ARTICLE:
════════

Me too I have always been able to hook full sized hard drives into a USB enclosure and read them.

This is my first experience with 40gig a 2.5" drive



> Just a long shot (and a bump) .. But have you tried this simple way ??


Yes, I tried that and it causes my desktop machine with XP to go sluggish.


----------



## Noyb (May 25, 2005)

I wonder what would happen if you run this ... http://www.runtime.org/
The free trial will let you know if it can read the drive ... But you have to buy it to get the files.
There's other freebies ... but I've seen this one work when the freebies wouldn't.


----------



## Martel (Mar 13, 2008)

I will try it now

Thanks

I will let you know if it can.


----------



## Martel (Mar 13, 2008)

> I wonder what would happen if you run this ... http://www.runtime.org/


I connected it and let it run, it saw the drive and started looking, after about ten minutes I went back to check on it.

It was showing 8 hours and 50 minutes till completion

I believe it is able to analyze the files by going very slowly.

Also,
I took the 2.5: drive connected to a USB and tried to copy it to my desktop.
I get the message "*error performing inpage operation*"


----------



## Noyb (May 25, 2005)

Martel said:


> I took the 2.5: drive connected to a USB and tried to copy it to my desktop. I get the message "*error performing inpage operation*"


I sure would NOT try to COPY the Drive ... But just fetch what you need.


----------



## Martel (Mar 13, 2008)

> I sure would NOT try to COPY the Drive ... But just fetch what you need.


Yes, good idea, I was unable to view the files and in a desperate last ditch type of effort I tried to drag and drop it.

════════

WHAT THE TASK REQUIRES: Extract the portion of the forum thread about reading the 2.5" drive from "Me too I have" to "simple way ??", copying it word for word.

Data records
════════

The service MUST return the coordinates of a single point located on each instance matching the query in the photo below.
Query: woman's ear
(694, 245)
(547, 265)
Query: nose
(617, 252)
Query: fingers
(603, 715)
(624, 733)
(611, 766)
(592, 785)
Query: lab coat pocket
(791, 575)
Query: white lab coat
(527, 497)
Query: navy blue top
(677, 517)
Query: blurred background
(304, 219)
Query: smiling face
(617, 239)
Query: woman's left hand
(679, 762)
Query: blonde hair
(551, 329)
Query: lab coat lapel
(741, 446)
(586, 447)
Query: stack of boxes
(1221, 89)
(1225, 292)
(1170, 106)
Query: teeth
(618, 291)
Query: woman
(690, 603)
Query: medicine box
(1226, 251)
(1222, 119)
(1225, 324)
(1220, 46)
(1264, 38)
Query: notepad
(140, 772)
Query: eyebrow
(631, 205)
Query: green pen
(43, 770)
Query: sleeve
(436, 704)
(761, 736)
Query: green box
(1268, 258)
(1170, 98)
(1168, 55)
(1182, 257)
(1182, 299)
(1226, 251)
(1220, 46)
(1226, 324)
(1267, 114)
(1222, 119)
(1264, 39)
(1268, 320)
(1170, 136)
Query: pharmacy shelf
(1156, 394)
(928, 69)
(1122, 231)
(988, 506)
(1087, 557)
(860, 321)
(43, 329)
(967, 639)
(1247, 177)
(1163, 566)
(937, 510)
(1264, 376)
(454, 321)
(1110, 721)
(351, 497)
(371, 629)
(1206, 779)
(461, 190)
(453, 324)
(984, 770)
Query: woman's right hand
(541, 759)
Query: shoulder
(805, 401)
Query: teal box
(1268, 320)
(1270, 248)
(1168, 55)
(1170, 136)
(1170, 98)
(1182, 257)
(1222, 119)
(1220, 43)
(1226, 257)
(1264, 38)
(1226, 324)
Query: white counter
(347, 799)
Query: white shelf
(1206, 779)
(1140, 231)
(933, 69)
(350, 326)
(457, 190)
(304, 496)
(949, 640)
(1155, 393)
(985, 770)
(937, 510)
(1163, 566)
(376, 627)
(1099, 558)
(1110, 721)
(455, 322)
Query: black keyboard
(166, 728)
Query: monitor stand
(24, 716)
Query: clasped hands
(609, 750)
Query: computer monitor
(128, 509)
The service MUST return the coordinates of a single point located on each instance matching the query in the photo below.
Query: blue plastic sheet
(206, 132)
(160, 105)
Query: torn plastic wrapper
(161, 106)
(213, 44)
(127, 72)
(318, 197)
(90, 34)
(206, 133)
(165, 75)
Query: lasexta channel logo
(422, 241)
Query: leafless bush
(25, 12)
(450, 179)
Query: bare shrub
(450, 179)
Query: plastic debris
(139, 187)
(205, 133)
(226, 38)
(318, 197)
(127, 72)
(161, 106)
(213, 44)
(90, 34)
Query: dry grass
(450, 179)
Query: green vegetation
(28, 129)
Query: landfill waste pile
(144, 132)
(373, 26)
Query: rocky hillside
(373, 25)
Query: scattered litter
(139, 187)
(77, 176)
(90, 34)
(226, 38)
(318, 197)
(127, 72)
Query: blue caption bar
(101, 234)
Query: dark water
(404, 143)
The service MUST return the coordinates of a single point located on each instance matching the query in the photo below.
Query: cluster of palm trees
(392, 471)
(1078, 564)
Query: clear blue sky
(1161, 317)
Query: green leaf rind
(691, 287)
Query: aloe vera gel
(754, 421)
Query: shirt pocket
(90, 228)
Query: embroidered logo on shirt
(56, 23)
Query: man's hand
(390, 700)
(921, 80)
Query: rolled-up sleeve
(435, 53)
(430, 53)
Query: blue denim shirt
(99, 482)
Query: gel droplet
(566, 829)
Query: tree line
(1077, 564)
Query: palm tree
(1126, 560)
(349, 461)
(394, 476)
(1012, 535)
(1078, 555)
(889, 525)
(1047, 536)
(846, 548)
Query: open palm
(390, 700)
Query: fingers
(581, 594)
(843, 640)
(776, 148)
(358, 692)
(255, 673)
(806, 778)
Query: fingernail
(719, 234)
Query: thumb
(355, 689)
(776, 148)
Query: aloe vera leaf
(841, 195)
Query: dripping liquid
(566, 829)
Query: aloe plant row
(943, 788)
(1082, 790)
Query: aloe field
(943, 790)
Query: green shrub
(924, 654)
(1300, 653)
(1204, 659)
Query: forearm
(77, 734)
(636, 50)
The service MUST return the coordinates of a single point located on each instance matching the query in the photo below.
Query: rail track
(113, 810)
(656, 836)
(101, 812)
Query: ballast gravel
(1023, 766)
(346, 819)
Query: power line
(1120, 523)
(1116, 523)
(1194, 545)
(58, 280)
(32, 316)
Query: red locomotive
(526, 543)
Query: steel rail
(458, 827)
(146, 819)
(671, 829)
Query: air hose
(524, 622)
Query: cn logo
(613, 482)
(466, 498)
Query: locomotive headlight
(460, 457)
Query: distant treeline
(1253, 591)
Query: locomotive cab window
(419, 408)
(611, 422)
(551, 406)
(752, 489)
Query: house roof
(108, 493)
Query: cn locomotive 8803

════════

IN RESPONSE:
Me too I have always been able to hook full sized hard drives into a USB enclosure and read them.

This is my first experience with 40gig a 2.5" drive



> Just a long shot (and a bump) .. But have you tried this simple way ??